[Records from a data collection]
-----
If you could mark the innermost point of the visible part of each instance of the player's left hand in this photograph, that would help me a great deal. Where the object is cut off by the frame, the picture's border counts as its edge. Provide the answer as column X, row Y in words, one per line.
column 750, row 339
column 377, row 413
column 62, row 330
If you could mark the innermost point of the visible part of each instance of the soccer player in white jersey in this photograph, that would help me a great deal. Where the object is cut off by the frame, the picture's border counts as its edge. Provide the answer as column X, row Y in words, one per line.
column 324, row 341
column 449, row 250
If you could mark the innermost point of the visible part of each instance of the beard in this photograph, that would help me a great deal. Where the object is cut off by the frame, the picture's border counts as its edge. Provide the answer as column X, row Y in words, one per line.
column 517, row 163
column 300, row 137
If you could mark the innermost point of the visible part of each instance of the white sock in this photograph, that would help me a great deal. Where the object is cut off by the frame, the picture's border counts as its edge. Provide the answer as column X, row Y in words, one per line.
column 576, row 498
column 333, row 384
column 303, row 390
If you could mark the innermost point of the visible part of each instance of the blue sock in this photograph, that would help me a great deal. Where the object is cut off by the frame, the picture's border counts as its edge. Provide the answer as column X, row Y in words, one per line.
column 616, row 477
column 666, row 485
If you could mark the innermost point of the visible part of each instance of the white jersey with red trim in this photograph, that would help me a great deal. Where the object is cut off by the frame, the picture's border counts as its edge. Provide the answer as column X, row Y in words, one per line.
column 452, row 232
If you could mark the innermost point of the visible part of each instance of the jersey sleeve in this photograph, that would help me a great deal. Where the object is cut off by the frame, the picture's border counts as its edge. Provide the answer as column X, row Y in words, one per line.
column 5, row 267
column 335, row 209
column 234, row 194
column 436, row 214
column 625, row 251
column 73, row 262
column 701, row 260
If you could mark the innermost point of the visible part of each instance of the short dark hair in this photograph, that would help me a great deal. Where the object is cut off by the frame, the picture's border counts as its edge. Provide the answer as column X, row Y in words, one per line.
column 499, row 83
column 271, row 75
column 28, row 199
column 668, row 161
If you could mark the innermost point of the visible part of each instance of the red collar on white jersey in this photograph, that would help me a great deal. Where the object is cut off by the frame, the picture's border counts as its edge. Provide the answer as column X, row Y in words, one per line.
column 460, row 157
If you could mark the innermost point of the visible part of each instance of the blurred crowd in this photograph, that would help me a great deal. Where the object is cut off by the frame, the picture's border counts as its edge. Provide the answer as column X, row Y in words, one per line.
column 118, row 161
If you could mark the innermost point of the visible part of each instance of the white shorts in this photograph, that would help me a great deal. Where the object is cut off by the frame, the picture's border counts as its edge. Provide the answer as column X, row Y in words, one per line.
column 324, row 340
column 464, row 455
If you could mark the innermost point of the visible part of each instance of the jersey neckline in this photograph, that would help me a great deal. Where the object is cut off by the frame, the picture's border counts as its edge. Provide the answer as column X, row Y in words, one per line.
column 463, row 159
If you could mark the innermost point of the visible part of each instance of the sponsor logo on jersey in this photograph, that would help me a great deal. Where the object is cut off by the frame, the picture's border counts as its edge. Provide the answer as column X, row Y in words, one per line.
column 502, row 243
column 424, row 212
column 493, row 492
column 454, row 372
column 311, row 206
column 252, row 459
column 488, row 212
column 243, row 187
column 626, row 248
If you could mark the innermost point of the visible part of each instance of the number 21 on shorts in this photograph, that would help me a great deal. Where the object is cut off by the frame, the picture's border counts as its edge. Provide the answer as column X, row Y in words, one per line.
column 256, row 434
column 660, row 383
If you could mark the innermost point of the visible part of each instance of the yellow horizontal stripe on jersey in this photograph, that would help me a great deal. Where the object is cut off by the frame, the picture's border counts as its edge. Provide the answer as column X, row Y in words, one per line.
-----
**Work required**
Rewrite all of the lines above, substituting "most central point" for every occurrence of "innermost point". Leave everything else unchanged.

**Completed exercise**
If you could mark the most central point of the visible part of each instance of the player's left hand in this photograph, that would help me a great deal. Where the object is cut off by the frame, the picture's border counts as its edge. Provide the answer as column X, row Y in words, one per line.
column 750, row 339
column 377, row 413
column 62, row 330
If you could mark the most central point of the visible part of each instance of the soccer player in white jersey in this photograph, that would help me a great deal. Where the object is cut off by the frame, the picture's border counts as its edge. Provide the answer as column X, row Y in words, one per line.
column 324, row 341
column 449, row 250
If you could mark the most central point of the visible part of each instance of the beard in this photograph, that would help me a great deal. Where the object is cut off by the frame, the picture's border counts as its edge. Provide the answer as column X, row Y in words, one per line.
column 517, row 163
column 300, row 137
If you could mark the most central point of the visible part of each instance of the white sock in this photograph, that would help me a great deal. Where the object is cut off by the frame, the picture's border counts as its edge. Provide the answer as column X, row Y in words, one per line.
column 576, row 498
column 333, row 384
column 303, row 390
If you could mark the most central point of the visible part of each instance of the blue sock in this photograph, that would help me a great deal. Where the object is cut off by the frame, the picture's border counts as its edge. Provide the answer as column X, row Y in words, one per line.
column 616, row 477
column 666, row 485
If you could mark the most central point of the visible part of each instance of the white jersey with red trim in this photograph, that would help me a great deal. Where the object is cut off by the frame, the picture's border counts as its edge. Provide the answer as column X, row Y in words, one per line.
column 452, row 232
If you could mark the most central point of the visible part of each instance of the jersey sleeve in this photograph, that would help me a great deal. Where the object is cut off by the frame, the picture's border counts as its edge. Provide the answer as column X, row Y in words, one per line.
column 5, row 267
column 335, row 209
column 234, row 194
column 436, row 214
column 625, row 251
column 73, row 262
column 701, row 260
If you could mark the most central point of the visible part of each instance of the short dark hair in this photograph, that would help me a great deal. Where the object is cut off by the frame, the picture's border counts as its edge. Provide the answer as column X, row Y in words, one per line.
column 499, row 83
column 271, row 75
column 28, row 199
column 668, row 161
If you could mark the most central point of the visible part of each instance of the red collar on white jersey in this photograph, that would help me a great deal. Where the object is cut off by the frame, the picture's border counts as its edge. Provide the answer as column X, row Y in words, one per line.
column 460, row 157
If you could mark the most central point of the visible part of each instance of the blurred crowd in this photograph, that would help me a great deal. Where the object is cut off by the frame, the picture's border counts as its edge. Provide the answer as column X, row Y in words, one per line.
column 118, row 161
If you could mark the most central point of the visible part of each instance of the white shorts in this photograph, that would help me a great deal. Where the object is cut off by the frame, the picture's border counts as its edge. Provide the answer as column X, row Y in words, one per line.
column 324, row 340
column 464, row 455
If you could mark the most central point of the visible part of each instance of the jersey neckline in this photograph, that would help me a great deal. Where the object is cut off by the frame, the picture's border counts as its edge. Provide the answer as column X, row Y in words, one per line.
column 463, row 159
If you could mark the most central point of the visible part of each instance of the sponsor logo on jersey in this photograph, that would help me a great deal. Where the object is cut off by the frame, the picture's border counts as its edge. Provide the answer as column X, row Y in words, one per line.
column 502, row 243
column 424, row 212
column 493, row 492
column 454, row 372
column 311, row 206
column 252, row 459
column 488, row 212
column 243, row 187
column 626, row 248
If you could mark the most central point of the visible part of each instance of the number 21 on shorts in this photograph, that would help me a great deal. Where the object is cut off by the frame, the picture's border counts as its edge. Provide the answer as column X, row Y in words, one per line.
column 256, row 434
column 660, row 383
If you could mark the most central point of the visible part of each instance of the yellow horizontal stripe on jersey in this photograph, that would help me a great deal. Where the object is cut off by the frame, the picture's border counts as its edge. Provide the answer as column X, row Y in words, one per line.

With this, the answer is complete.